Principia Dischordia
Previous - this entry written on 2001-04-20 at 10:56 a.m. - Next


If you're eating, go away. Come back when you're done.



This is one of those TMI journals - Too Much Information. But I'm gonna write it anyway. Have to write it somewhere, I'm tired of having it all stuck in my head. It hurts.



You were warned.



. . .



I have to pee in a jar today... and most of yesterday, too. They are trying to figure out why I keep getting kidney stones and bladder infections, looking for some pattern that apparently they can't get out of just pee-in-a-cup. Nope, gotta have a whole jarful now. It's so gross.



So now there's a big blue plastic cooler squatting out on the back porch, with ice in it - they told me to keep the stuff cool, and thanks but I don't really want it in the same place I store my food.



That's also why I am home from work for these days. Peeing in a jar that has to be refrigerated is a bit difficult at work. Unsanitary. Violates all sorts of health codes.



It was tempting to go in anyway, to stick the jar into one of the little fridges, see if anyone was stupid enough to take it - I have had sandwiches, jello, salads, cake, cookies, you name it, disappear from the fridges there. There are food thieves. I don't blame them - Stream may seem to pay well ($10.58 an hour starting pay for easy work) but it's still not really enough to live on. There's a lot of starving people there.

» Excerpted data:

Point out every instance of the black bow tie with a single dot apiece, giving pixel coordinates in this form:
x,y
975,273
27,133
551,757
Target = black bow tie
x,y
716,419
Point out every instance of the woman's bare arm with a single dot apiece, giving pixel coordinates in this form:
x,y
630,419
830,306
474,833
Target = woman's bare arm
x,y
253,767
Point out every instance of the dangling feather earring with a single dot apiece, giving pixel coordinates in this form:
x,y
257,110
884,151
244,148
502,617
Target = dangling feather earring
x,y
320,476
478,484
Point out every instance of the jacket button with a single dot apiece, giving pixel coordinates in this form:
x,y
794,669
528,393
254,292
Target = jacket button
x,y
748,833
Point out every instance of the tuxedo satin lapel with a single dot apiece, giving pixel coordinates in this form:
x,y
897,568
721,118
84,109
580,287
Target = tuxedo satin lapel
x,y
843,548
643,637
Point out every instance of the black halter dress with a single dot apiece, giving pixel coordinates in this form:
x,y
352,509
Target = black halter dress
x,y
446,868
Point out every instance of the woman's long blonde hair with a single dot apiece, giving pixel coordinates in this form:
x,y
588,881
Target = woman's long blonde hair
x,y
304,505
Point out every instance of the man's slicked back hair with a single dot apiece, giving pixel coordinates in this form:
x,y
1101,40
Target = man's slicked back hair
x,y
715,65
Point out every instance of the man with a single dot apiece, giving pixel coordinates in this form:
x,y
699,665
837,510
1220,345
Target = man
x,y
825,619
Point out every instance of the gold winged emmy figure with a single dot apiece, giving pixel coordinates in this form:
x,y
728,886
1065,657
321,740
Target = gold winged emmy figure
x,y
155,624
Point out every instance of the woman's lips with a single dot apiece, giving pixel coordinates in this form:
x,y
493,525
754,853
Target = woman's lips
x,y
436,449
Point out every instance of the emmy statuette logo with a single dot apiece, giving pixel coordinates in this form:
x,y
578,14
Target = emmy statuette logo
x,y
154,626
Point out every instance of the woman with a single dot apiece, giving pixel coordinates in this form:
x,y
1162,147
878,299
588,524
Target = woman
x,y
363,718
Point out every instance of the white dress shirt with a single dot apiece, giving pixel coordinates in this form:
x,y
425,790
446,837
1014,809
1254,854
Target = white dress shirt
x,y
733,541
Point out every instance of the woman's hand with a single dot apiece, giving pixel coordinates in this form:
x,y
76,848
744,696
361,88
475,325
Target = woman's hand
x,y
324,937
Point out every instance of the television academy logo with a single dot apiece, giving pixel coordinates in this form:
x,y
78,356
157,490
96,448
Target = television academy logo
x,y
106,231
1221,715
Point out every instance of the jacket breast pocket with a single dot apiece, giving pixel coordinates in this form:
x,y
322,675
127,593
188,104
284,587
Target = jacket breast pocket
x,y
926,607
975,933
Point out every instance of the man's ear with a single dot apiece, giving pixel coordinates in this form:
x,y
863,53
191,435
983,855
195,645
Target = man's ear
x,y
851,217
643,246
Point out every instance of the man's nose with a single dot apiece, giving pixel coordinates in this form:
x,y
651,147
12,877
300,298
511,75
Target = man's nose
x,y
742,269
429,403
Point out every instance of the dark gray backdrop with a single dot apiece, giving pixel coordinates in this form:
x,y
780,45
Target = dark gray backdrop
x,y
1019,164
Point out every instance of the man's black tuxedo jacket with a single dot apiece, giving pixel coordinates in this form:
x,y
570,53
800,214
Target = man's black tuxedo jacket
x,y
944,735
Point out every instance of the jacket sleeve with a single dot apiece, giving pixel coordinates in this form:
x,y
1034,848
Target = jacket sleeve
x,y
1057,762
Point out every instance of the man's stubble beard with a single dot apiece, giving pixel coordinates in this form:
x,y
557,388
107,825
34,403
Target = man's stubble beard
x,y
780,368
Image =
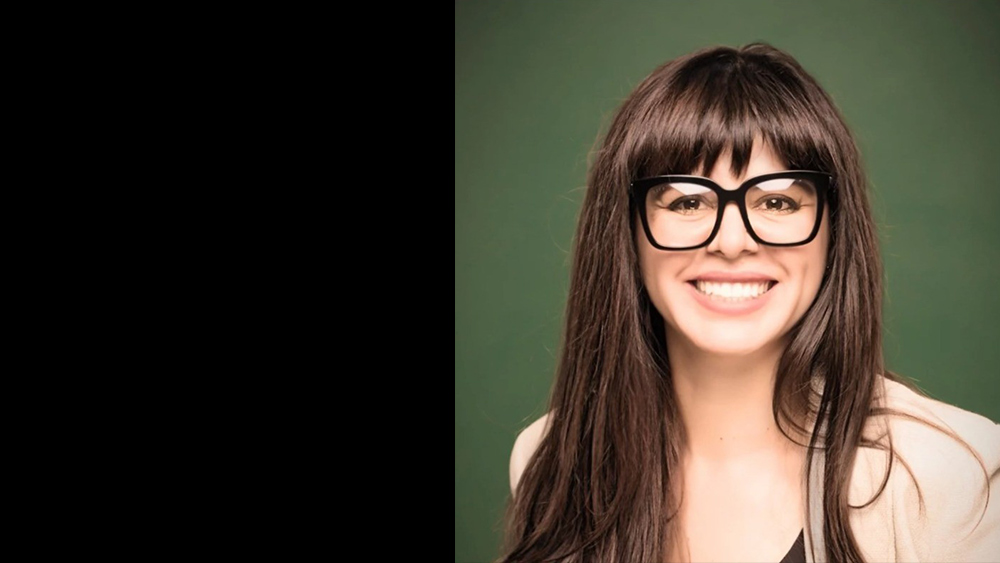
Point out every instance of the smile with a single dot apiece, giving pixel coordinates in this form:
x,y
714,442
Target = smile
x,y
732,292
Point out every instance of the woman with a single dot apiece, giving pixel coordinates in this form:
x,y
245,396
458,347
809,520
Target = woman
x,y
721,393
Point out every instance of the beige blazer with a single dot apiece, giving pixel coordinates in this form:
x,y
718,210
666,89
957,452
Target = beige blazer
x,y
953,522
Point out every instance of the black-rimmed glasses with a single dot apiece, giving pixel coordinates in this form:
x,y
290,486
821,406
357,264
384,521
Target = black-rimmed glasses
x,y
680,212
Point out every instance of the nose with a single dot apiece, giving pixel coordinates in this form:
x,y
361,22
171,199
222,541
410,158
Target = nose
x,y
732,240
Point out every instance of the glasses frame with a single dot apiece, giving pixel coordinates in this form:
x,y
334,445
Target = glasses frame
x,y
639,188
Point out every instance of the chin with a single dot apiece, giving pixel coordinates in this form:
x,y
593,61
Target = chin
x,y
732,344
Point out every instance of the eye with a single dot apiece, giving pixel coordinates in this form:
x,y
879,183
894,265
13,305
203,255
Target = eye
x,y
687,204
777,204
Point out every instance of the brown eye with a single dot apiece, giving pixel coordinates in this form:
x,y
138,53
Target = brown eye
x,y
689,204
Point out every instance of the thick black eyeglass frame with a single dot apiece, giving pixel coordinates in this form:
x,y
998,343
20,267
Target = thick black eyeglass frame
x,y
639,188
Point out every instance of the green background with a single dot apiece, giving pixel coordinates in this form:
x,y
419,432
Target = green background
x,y
536,82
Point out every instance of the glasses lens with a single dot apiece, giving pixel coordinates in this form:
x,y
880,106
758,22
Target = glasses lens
x,y
681,214
783,210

» Required actions:
1. Repeat everything in the journal entry above from "If you're eating, go" down to "You were warned.".
2. According to the journal entry, what is the starting hourly pay at Stream?
3. Shorten the paragraph of the journal entry that begins "So now there's a big blue plastic cooler" into a single brief sentence that keeps its main facts.

» Solutions to the tasks:
1.
If you're eating, go away. Come back when you're done.



This is one of those TMI journals - Too Much Information. But I'm gonna write it anyway. Have to write it somewhere, I'm tired of having it all stuck in my head. It hurts.



You were warned.

2. $10.58 an hour.

3. A big blue plastic cooler with ice now sits on the back porch to keep the samples cool, because the writer doesn't want them stored where the food is kept.